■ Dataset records
■ ■ ■ ■ ■
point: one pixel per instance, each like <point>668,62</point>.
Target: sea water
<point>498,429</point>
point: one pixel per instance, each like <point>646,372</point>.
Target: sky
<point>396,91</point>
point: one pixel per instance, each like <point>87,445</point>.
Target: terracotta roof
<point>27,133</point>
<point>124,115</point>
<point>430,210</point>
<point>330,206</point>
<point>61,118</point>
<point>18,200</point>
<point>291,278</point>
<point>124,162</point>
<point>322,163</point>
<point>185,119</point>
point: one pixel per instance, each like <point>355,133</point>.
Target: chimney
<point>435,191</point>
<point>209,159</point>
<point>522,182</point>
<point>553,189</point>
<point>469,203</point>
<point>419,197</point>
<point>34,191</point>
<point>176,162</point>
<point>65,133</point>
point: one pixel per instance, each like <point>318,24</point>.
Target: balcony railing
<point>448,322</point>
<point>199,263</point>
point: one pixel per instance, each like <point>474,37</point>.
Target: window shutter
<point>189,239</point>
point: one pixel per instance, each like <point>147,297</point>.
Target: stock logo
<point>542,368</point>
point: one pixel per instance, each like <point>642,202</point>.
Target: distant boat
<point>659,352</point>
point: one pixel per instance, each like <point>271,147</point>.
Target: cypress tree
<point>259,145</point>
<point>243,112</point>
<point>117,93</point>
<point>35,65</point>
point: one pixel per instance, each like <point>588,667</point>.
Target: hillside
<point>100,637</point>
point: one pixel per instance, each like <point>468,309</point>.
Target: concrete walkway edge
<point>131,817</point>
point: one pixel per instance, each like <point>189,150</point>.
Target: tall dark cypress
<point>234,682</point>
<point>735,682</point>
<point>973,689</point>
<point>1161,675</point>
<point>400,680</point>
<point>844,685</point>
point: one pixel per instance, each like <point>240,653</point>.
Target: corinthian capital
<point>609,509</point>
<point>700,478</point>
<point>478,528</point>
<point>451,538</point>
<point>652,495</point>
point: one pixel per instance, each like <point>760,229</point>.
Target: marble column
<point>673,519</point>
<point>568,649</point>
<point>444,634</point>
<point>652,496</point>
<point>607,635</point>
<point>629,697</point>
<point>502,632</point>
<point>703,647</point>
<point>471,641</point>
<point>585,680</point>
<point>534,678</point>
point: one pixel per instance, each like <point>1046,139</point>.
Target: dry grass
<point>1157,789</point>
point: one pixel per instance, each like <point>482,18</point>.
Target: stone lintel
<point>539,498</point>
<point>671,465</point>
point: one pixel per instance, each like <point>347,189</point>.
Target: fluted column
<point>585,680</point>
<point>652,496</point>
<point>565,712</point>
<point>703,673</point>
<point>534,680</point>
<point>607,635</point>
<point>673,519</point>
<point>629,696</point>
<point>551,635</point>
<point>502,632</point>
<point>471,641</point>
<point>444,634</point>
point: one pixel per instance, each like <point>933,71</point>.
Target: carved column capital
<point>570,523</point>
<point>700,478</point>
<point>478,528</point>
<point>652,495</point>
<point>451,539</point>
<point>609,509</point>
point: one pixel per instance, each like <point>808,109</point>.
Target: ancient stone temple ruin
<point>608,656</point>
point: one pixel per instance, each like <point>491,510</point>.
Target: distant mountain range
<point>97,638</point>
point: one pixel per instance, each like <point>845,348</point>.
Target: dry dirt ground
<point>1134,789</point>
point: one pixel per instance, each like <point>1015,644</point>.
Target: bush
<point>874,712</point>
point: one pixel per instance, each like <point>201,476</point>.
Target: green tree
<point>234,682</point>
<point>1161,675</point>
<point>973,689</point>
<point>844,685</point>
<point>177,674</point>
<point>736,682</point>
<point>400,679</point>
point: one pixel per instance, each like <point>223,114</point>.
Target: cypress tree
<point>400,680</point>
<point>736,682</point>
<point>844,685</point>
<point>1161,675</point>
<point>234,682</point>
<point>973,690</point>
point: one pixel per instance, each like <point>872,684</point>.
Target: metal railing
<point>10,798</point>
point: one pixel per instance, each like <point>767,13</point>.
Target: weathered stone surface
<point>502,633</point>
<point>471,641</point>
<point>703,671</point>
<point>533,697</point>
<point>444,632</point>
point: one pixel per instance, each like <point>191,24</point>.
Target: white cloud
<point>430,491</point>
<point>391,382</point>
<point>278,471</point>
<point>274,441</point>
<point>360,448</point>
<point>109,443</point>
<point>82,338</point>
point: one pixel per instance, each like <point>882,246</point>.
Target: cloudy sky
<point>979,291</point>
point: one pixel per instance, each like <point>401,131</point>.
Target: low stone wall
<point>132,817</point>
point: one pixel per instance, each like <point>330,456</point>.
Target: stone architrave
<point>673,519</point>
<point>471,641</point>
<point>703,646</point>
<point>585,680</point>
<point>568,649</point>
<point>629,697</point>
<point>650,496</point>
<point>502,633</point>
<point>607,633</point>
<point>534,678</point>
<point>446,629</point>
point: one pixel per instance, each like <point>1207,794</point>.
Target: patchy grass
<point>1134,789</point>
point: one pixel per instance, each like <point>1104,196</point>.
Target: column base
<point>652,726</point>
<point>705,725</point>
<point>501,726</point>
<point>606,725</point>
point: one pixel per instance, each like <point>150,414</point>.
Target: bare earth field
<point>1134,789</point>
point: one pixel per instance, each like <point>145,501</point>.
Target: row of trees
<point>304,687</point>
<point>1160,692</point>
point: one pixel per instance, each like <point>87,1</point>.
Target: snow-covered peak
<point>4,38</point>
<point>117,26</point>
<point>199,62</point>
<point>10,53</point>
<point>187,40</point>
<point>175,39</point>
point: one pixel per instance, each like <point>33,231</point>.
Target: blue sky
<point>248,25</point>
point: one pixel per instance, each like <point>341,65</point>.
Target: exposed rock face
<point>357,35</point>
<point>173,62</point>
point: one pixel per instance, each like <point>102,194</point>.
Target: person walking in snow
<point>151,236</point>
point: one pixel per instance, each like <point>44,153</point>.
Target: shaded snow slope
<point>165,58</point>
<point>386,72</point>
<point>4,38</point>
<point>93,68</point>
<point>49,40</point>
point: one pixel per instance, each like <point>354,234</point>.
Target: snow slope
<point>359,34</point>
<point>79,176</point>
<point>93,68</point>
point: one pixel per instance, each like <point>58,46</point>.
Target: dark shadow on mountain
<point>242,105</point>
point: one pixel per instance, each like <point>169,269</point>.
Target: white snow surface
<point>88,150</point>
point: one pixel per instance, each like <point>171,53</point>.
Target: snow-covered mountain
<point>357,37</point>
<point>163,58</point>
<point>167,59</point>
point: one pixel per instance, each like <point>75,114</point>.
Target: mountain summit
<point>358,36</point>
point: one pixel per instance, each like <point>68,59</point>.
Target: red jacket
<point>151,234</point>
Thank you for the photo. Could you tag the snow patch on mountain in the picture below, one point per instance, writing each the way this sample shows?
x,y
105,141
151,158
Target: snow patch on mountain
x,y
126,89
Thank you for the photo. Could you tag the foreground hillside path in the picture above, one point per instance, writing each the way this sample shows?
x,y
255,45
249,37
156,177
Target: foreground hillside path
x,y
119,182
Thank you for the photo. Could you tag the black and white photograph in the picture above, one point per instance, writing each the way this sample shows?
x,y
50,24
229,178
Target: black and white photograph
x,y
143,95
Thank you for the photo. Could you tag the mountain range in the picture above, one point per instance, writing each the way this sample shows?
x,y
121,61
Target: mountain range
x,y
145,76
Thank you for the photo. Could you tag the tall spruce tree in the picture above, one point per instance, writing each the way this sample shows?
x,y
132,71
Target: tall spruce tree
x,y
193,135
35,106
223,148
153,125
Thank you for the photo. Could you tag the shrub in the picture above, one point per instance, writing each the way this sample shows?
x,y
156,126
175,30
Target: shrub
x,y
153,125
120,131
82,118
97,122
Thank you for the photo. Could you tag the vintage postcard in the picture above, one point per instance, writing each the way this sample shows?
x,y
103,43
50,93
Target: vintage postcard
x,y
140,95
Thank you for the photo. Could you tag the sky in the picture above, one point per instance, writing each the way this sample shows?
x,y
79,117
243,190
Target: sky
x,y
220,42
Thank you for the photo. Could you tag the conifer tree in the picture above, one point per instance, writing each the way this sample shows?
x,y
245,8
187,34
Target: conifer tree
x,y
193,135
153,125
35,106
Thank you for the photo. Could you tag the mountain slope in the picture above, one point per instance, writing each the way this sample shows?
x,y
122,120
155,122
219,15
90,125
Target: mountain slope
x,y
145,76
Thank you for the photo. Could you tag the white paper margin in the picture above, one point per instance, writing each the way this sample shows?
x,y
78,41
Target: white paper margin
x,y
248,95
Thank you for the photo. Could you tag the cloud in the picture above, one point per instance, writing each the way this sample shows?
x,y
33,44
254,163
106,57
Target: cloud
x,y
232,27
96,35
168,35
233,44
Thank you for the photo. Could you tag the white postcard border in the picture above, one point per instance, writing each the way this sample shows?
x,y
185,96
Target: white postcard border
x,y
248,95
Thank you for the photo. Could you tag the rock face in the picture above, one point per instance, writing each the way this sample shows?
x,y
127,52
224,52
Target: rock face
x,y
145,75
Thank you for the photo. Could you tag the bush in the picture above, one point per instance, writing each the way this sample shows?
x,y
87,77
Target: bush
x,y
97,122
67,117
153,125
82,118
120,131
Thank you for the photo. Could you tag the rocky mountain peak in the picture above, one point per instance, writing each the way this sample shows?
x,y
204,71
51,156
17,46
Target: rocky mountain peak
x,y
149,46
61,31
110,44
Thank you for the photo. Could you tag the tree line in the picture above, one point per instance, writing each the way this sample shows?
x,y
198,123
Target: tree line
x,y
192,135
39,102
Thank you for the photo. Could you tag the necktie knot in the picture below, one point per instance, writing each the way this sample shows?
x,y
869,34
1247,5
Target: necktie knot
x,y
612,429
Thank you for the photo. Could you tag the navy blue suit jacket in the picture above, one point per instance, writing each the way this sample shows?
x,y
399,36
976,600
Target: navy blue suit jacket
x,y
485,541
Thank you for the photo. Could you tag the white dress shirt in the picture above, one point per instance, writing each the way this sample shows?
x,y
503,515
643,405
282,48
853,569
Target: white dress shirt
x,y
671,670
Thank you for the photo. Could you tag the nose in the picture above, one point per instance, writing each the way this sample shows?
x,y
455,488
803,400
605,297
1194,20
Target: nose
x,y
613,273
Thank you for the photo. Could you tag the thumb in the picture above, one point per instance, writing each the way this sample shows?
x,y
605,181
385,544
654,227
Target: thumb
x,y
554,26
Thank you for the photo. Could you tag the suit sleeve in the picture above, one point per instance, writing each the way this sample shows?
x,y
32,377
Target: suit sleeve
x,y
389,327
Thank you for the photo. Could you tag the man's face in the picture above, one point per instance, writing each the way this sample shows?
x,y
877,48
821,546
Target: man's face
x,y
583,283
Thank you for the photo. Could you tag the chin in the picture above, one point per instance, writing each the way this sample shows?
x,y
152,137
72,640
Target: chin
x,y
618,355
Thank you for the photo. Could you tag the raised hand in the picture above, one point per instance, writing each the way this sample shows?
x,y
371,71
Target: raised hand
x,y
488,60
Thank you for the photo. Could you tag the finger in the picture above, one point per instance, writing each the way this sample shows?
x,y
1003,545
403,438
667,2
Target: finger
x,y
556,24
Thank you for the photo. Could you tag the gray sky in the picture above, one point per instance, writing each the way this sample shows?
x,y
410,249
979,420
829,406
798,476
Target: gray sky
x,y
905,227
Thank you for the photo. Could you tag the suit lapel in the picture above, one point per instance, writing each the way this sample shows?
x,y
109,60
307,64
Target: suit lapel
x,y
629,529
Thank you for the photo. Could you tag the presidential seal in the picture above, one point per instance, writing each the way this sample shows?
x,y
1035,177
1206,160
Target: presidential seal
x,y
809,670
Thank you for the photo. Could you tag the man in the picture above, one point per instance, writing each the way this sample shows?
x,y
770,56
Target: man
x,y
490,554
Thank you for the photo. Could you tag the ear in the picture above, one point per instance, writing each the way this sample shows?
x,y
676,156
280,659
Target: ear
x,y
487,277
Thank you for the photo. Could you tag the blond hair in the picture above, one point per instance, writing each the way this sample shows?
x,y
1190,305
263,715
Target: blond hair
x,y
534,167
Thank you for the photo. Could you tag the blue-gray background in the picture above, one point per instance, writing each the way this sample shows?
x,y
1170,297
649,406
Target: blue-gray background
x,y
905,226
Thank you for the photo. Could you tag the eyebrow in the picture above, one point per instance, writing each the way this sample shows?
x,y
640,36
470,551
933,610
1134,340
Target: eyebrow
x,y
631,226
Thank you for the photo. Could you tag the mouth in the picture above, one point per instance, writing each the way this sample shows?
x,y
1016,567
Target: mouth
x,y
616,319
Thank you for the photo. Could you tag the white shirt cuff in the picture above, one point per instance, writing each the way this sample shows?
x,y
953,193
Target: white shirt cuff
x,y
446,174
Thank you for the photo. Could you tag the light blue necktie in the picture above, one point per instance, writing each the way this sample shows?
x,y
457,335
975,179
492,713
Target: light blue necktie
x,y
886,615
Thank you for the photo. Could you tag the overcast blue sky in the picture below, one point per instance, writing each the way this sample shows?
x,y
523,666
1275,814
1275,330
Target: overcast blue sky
■ ■ ■ ■ ■
■ EXERCISE AIM
Starting at the beginning of the entries and ending at the line that contains "<point>396,91</point>", reproduce only those lines, requests included, and scale every coordinate in the answer points by 0.35, rounding to whole numbers with halves rounded up. Leave the numbers in the requests and their format samples unchanged.

■ EXERCISE RESULT
point: one pixel per instance, each like <point>668,62</point>.
Target: sea water
<point>174,150</point>
point: one pixel per instance, each like <point>646,372</point>.
Target: sky
<point>139,32</point>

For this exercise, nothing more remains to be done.